* **TASK DETAILS**: Transcribe the entries that follow, word for word.

[Point localization data]
============================================================
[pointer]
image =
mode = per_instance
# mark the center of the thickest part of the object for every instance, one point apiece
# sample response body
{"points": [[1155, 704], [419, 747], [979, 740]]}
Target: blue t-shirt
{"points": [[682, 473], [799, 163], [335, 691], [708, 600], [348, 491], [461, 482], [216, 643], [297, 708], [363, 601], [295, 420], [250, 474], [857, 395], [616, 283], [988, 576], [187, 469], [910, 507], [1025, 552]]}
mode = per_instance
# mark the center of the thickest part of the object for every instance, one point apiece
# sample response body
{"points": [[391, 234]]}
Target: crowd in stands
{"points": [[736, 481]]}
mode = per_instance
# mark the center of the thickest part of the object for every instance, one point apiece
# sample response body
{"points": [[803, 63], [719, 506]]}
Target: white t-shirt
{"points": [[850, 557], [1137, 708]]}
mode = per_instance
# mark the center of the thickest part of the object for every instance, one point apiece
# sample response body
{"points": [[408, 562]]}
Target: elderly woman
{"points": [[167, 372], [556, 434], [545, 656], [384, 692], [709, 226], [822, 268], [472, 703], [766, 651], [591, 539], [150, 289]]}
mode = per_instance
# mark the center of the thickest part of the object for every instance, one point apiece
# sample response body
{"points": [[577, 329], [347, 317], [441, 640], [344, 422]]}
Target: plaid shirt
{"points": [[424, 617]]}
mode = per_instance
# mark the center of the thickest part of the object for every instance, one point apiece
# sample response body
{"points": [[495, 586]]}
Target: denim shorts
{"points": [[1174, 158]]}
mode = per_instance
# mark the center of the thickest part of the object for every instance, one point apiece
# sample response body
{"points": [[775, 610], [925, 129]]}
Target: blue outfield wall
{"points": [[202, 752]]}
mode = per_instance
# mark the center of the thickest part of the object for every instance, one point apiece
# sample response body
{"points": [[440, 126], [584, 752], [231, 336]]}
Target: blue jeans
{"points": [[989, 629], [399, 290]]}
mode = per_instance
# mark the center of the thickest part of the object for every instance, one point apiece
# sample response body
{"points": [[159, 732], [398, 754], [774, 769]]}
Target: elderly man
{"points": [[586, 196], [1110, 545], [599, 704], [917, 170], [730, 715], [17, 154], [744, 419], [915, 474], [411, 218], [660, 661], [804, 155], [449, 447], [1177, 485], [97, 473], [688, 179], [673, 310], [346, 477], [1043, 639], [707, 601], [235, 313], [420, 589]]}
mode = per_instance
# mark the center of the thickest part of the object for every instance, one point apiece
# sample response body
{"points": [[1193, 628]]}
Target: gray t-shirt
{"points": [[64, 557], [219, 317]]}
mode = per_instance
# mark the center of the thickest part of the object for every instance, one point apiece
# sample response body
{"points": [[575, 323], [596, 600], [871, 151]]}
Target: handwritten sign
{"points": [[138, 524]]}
============================================================
* **REPLY**:
[pointer]
image =
mode = per_instance
# mark the center of the thickest part of the object for every instance, one point apiece
# sample response body
{"points": [[1155, 704], [419, 747], [979, 740]]}
Target: blue t-shirt
{"points": [[682, 473], [799, 163], [335, 691], [708, 600], [348, 491], [461, 482], [216, 643], [297, 708], [363, 601], [295, 420], [250, 474], [857, 395], [616, 283], [988, 576], [187, 469], [910, 507], [1025, 552]]}
mode = per_instance
# mark the center of the thickest part of the object for every instance, one point apiece
# sample response body
{"points": [[391, 234]]}
Target: crowd in stands
{"points": [[736, 481]]}
mode = per_instance
# mark the center of the thickest part of the object for every instance, one point apiece
# sample response body
{"points": [[803, 63], [719, 506]]}
Target: white t-shirt
{"points": [[850, 557], [1137, 708]]}
mode = per_instance
# mark the center of the thickest part of the object for every instance, one point apiece
# sample response body
{"points": [[408, 562]]}
Target: elderly woman
{"points": [[167, 372], [556, 434], [545, 656], [384, 692], [709, 226], [822, 268], [472, 703], [766, 651], [591, 539], [150, 289]]}
mode = per_instance
# mark the center of the thickest part of the object for every instance, one point apiece
# sample response body
{"points": [[577, 329], [347, 317], [441, 640], [344, 422]]}
Target: plaid shirt
{"points": [[424, 617]]}
mode = per_instance
# mark the center of the thickest part of the object for every instance, one point apiece
# sample response body
{"points": [[495, 586]]}
Target: denim shorts
{"points": [[1174, 158]]}
mode = per_instance
# mark the center of the thickest part of the object for every instance, one point apiece
# sample response body
{"points": [[775, 610], [925, 129]]}
Target: blue outfield wall
{"points": [[202, 752]]}
mode = per_instance
# mark the center of the thickest part of the object for every instance, one point apiece
# sample response body
{"points": [[440, 126], [584, 752], [231, 336]]}
Target: blue jeans
{"points": [[989, 629], [399, 290]]}
mode = per_instance
# mark the center of the thickest part of the object for every instance, one point apiece
# sample response body
{"points": [[159, 732], [398, 754], [774, 769]]}
Target: elderly man
{"points": [[586, 196], [1110, 545], [599, 704], [917, 170], [730, 715], [17, 154], [744, 419], [915, 474], [411, 218], [660, 661], [804, 155], [449, 447], [1177, 485], [97, 473], [688, 179], [673, 310], [346, 477], [1043, 639], [707, 601], [235, 313], [420, 589]]}
mode = per_instance
# mark the center of the thickest part of the object for every instance, one point apiece
# sample response body
{"points": [[1193, 628]]}
Target: gray t-shirt
{"points": [[64, 557], [219, 317]]}
mode = per_instance
# mark the center of the thickest part of the object for every instance, one point apiece
# sample response body
{"points": [[575, 323], [596, 600], [871, 151]]}
Target: handwritten sign
{"points": [[138, 524]]}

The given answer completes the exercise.